- Text-to-region grounding data -
>>>>>

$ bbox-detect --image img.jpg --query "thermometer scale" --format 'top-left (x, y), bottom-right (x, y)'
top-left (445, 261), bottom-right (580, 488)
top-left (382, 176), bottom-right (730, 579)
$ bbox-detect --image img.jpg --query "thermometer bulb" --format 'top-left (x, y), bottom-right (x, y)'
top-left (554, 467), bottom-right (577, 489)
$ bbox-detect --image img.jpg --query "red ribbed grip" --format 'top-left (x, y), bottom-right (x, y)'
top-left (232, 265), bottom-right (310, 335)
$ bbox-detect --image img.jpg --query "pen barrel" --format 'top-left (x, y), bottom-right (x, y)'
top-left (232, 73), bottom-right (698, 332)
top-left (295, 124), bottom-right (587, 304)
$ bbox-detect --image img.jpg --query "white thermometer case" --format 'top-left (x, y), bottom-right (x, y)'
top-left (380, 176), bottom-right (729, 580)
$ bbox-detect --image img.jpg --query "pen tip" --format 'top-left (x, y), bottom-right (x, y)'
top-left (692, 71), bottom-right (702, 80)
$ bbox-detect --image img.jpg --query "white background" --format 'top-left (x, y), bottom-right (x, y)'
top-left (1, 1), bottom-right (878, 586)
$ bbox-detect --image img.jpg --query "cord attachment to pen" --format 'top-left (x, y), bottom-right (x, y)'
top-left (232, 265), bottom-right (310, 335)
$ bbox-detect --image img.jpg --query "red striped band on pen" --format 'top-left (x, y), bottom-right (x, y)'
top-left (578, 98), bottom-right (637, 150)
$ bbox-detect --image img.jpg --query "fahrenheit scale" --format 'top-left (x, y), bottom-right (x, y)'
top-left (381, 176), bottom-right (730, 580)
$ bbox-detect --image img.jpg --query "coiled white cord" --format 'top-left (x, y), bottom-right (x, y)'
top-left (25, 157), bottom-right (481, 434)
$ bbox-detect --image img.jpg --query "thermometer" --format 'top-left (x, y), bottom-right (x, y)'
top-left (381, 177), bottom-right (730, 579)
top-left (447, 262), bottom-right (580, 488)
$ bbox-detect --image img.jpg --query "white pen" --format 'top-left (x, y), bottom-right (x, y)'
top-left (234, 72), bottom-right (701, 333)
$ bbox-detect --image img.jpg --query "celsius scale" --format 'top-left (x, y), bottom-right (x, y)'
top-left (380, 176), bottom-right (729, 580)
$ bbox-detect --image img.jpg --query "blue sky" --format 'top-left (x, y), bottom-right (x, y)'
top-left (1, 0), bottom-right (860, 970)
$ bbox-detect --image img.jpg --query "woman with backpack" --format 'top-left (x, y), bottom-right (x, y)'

<<<<<

- ABOUT THIS TASK -
Word for word, output the records that appear above.

- OUTPUT FOR THIS EXERCISE -
$ bbox-detect --image img.jpg --query "thermometer scale" --format 'top-left (x, y), bottom-right (x, y)'
top-left (445, 261), bottom-right (580, 488)
top-left (382, 176), bottom-right (730, 579)
$ bbox-detect --image img.jpg --query "thermometer bulb" --format 'top-left (x, y), bottom-right (x, y)'
top-left (554, 467), bottom-right (577, 489)
$ bbox-detect --image img.jpg --query "red ribbed grip" --format 'top-left (x, y), bottom-right (x, y)'
top-left (232, 265), bottom-right (310, 335)
$ bbox-detect --image img.jpg --query "pen barrel" --format 'top-left (x, y), bottom-right (x, y)'
top-left (232, 73), bottom-right (698, 332)
top-left (295, 124), bottom-right (587, 304)
$ bbox-detect --image img.jpg --query "white thermometer case" --format 'top-left (x, y), bottom-right (x, y)'
top-left (380, 176), bottom-right (729, 580)
$ bbox-detect --image img.jpg --query "pen tip" --format 'top-left (x, y), bottom-right (x, y)'
top-left (692, 71), bottom-right (702, 80)
$ bbox-detect --image img.jpg --query "white background" --format 'top-left (x, y), bottom-right (x, y)'
top-left (1, 1), bottom-right (878, 586)
$ bbox-detect --image img.jpg --query "cord attachment to pen" --format 'top-left (x, y), bottom-right (x, y)'
top-left (232, 265), bottom-right (310, 335)
$ bbox-detect --image img.jpg --query "red striped band on pen" --format 'top-left (x, y), bottom-right (x, y)'
top-left (578, 98), bottom-right (637, 150)
$ bbox-detect --image img.jpg --query "fahrenheit scale" --format 'top-left (x, y), bottom-right (x, y)'
top-left (381, 176), bottom-right (730, 580)
$ bbox-detect --image img.jpg --query "coiled white cord" --format 'top-left (x, y), bottom-right (x, y)'
top-left (25, 157), bottom-right (481, 434)
$ bbox-detect --image img.jpg --query "thermometer" --format 'top-left (x, y), bottom-right (x, y)'
top-left (381, 177), bottom-right (730, 579)
top-left (447, 262), bottom-right (580, 488)
$ bbox-detect --image img.jpg --query "white pen" --format 'top-left (x, y), bottom-right (x, y)'
top-left (234, 72), bottom-right (701, 333)
$ bbox-detect --image img.jpg --query "celsius scale" --format 'top-left (x, y), bottom-right (x, y)'
top-left (380, 176), bottom-right (729, 580)
$ bbox-detect --image img.jpg --query "blue sky" --format 'top-left (x, y), bottom-right (x, y)'
top-left (1, 0), bottom-right (860, 970)
$ bbox-detect --image img.jpg --query "woman with backpack" --format 'top-left (x, y), bottom-right (x, y)'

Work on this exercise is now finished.